What is needed ▸
Every record below, from first to last, should be copied exactly; leave the pictures out.

Dataset excerpts
BEGIN

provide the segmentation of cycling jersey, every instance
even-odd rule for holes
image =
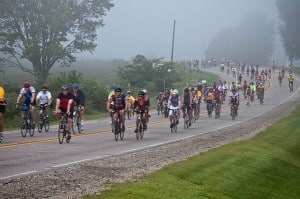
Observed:
[[[35,89],[31,86],[28,91],[25,90],[25,88],[22,88],[20,90],[20,94],[22,94],[25,97],[24,104],[30,104],[31,103],[31,97],[32,93],[35,93]]]
[[[212,92],[209,92],[206,97],[206,101],[212,101],[214,99],[214,95]]]
[[[85,105],[85,96],[82,90],[78,89],[77,92],[73,92],[74,102],[79,106]]]
[[[114,110],[122,110],[125,108],[125,95],[121,94],[119,96],[112,95],[109,99],[111,102],[113,102],[113,109]]]
[[[5,91],[1,86],[0,86],[0,104],[5,104]]]
[[[135,101],[135,99],[134,99],[134,97],[132,96],[132,95],[130,95],[130,96],[126,96],[126,100],[128,100],[128,102],[130,103],[130,104],[133,104],[134,103],[134,101]]]
[[[72,95],[72,93],[69,93],[69,92],[67,95],[64,95],[63,92],[60,92],[57,95],[57,99],[60,99],[59,109],[62,112],[66,112],[67,108],[68,108],[69,100],[73,99],[73,95]],[[73,108],[74,108],[74,104],[71,105],[70,112],[72,112]]]
[[[293,82],[293,81],[294,81],[294,77],[290,77],[290,76],[289,76],[289,77],[288,77],[288,81],[289,81],[289,82]]]
[[[183,93],[183,103],[185,104],[185,105],[189,105],[190,104],[190,101],[191,101],[191,99],[190,99],[190,93],[189,92],[184,92]]]
[[[133,103],[133,108],[135,109],[137,107],[137,109],[141,111],[148,110],[149,106],[149,99],[146,99],[145,97],[137,97]]]
[[[49,91],[46,91],[46,92],[40,91],[36,96],[36,99],[40,100],[40,104],[48,104],[49,99],[51,99],[51,98],[52,98],[52,95]]]
[[[171,103],[171,106],[178,107],[179,101],[181,101],[180,96],[170,96],[169,102]]]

END

Result ▸
provide the segmentation of cycling jersey, every instance
even-odd rule for holes
image =
Observed:
[[[35,89],[31,86],[28,91],[25,90],[25,88],[22,88],[20,90],[20,94],[22,94],[25,97],[24,104],[30,104],[31,103],[31,97],[32,93],[35,93]]]
[[[212,92],[209,92],[206,97],[206,101],[212,101],[214,99],[214,95]]]
[[[85,105],[85,96],[82,90],[78,89],[77,92],[73,92],[74,102],[79,106]]]
[[[114,110],[122,110],[125,108],[125,95],[121,94],[119,96],[112,95],[109,99],[111,102],[113,102],[113,109]]]
[[[5,91],[1,86],[0,86],[0,104],[5,104]]]
[[[135,101],[135,99],[134,99],[134,97],[132,96],[132,95],[130,95],[130,96],[126,96],[126,100],[128,100],[128,102],[130,103],[130,104],[133,104],[134,103],[134,101]]]
[[[72,95],[72,93],[69,93],[69,92],[67,95],[64,95],[63,92],[60,92],[57,95],[57,99],[60,99],[59,109],[62,112],[66,112],[67,108],[68,108],[69,100],[73,99],[73,95]],[[73,108],[74,108],[74,104],[71,105],[70,112],[72,112]]]
[[[293,82],[293,81],[294,81],[294,77],[290,77],[290,76],[289,76],[289,77],[288,77],[288,81],[289,81],[289,82]]]
[[[183,93],[183,103],[185,104],[185,105],[189,105],[190,104],[190,101],[191,101],[191,99],[190,99],[190,93],[189,92],[184,92]]]
[[[133,103],[133,108],[135,109],[137,107],[137,109],[141,111],[148,110],[149,106],[149,99],[146,99],[145,97],[137,97]]]
[[[49,91],[46,91],[46,92],[40,91],[36,96],[36,99],[40,100],[40,104],[48,104],[49,99],[51,99],[51,98],[52,98],[52,95]]]
[[[171,103],[171,106],[178,107],[179,101],[181,101],[180,96],[170,96],[169,102]]]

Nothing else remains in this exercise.